§ **RECORDED INFORMATION**:

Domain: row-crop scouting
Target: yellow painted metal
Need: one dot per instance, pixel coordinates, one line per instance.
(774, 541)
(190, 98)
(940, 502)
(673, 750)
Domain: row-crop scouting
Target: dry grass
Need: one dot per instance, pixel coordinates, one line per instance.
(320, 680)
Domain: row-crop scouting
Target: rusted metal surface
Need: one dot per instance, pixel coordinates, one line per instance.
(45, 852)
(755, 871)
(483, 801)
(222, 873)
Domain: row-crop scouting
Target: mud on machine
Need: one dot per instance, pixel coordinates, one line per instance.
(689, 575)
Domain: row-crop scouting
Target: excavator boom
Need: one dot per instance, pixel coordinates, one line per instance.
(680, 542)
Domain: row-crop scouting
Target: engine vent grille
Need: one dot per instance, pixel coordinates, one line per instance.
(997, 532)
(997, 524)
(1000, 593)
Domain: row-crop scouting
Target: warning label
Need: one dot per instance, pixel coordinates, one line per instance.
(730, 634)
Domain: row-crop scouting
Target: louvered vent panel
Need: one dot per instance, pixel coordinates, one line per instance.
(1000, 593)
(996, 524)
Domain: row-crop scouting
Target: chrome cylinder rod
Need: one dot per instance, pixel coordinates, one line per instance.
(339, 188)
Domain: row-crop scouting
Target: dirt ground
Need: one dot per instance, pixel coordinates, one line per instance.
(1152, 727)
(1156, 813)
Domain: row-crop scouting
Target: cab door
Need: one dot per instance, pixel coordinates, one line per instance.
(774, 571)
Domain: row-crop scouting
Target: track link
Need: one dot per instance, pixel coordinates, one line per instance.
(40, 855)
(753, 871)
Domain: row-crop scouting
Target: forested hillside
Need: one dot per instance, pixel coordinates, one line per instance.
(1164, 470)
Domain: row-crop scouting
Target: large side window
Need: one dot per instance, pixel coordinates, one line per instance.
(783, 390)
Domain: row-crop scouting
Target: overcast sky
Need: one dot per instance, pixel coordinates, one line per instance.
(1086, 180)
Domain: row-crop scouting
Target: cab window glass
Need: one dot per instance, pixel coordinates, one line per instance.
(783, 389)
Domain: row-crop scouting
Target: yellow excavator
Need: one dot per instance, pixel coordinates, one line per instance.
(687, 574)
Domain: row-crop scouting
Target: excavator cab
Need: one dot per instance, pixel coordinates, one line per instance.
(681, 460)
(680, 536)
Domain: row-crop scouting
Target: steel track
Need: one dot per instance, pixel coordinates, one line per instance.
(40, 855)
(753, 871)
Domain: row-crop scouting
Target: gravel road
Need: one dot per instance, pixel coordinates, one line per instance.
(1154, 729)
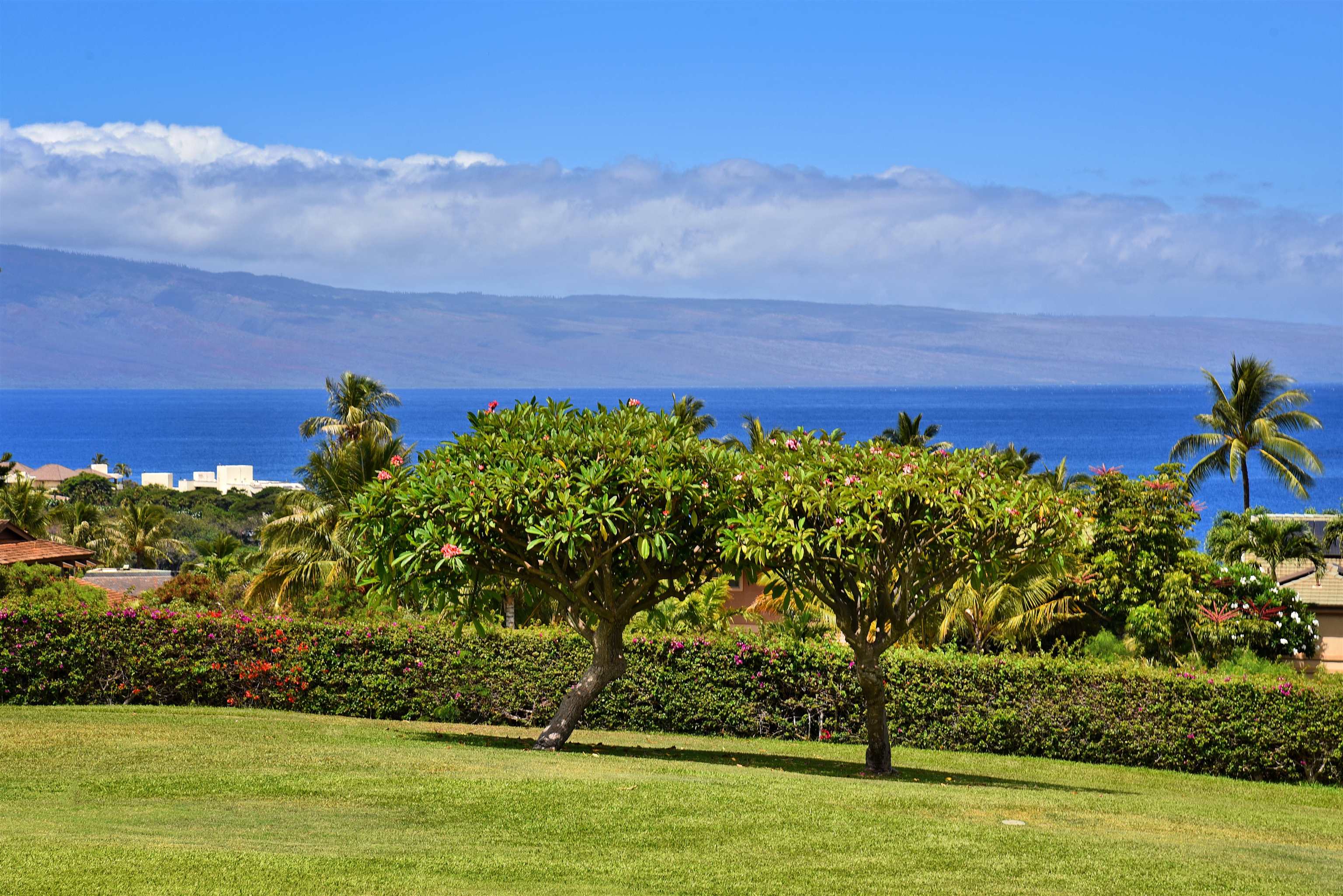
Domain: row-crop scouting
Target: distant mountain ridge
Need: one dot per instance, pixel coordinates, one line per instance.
(84, 322)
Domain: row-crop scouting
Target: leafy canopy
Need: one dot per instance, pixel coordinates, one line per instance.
(881, 534)
(608, 512)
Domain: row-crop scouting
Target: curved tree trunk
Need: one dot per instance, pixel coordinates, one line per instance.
(875, 700)
(608, 665)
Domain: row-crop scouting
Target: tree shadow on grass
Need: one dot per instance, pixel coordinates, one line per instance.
(801, 765)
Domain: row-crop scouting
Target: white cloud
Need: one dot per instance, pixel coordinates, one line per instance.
(738, 227)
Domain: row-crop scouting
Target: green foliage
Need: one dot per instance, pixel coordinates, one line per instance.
(26, 506)
(1283, 729)
(1139, 552)
(1260, 414)
(89, 488)
(46, 586)
(1271, 542)
(606, 512)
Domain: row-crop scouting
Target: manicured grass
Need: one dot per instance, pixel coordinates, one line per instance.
(97, 800)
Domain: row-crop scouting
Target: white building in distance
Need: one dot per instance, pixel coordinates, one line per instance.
(230, 477)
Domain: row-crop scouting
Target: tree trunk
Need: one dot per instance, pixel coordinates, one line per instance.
(875, 699)
(608, 665)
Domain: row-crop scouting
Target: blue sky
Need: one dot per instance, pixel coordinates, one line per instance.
(1197, 133)
(1173, 100)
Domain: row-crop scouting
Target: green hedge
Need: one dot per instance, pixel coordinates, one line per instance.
(1246, 727)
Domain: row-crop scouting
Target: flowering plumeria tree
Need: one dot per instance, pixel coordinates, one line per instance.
(880, 535)
(606, 512)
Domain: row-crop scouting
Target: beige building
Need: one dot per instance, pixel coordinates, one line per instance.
(1322, 593)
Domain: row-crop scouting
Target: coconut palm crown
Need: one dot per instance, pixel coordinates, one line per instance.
(358, 407)
(1259, 414)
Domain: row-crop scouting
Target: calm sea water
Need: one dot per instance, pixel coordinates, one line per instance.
(181, 432)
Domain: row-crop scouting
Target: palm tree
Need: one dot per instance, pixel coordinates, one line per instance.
(358, 406)
(1060, 480)
(757, 436)
(1271, 542)
(81, 524)
(688, 412)
(24, 504)
(306, 542)
(908, 434)
(989, 606)
(143, 534)
(1259, 416)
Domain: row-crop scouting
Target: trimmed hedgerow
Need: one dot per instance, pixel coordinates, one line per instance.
(1244, 727)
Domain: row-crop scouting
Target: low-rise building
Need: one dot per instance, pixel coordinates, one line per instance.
(1322, 591)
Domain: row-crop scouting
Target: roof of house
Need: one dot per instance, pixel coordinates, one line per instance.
(43, 551)
(127, 581)
(1321, 591)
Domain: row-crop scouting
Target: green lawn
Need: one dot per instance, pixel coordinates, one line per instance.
(97, 800)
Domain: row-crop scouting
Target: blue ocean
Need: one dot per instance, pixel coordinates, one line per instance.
(181, 432)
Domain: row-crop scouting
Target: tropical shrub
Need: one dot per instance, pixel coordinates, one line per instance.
(1259, 727)
(609, 514)
(883, 536)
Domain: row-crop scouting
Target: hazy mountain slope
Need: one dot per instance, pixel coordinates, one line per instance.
(82, 322)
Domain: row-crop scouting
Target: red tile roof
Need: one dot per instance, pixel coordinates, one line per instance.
(41, 551)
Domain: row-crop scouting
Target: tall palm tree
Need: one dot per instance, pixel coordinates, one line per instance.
(81, 524)
(306, 542)
(358, 406)
(142, 534)
(689, 412)
(1271, 542)
(992, 606)
(908, 434)
(24, 504)
(1257, 416)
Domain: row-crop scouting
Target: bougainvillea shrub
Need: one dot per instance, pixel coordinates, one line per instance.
(1243, 726)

§ **AIM**:
Return every line of the material above that contains the word "grass", in the order the lines appear.

§ **RESULT FOR THIS EXERCISE**:
Target: dry grass
Target: tree shadow on grass
Target: manicured grass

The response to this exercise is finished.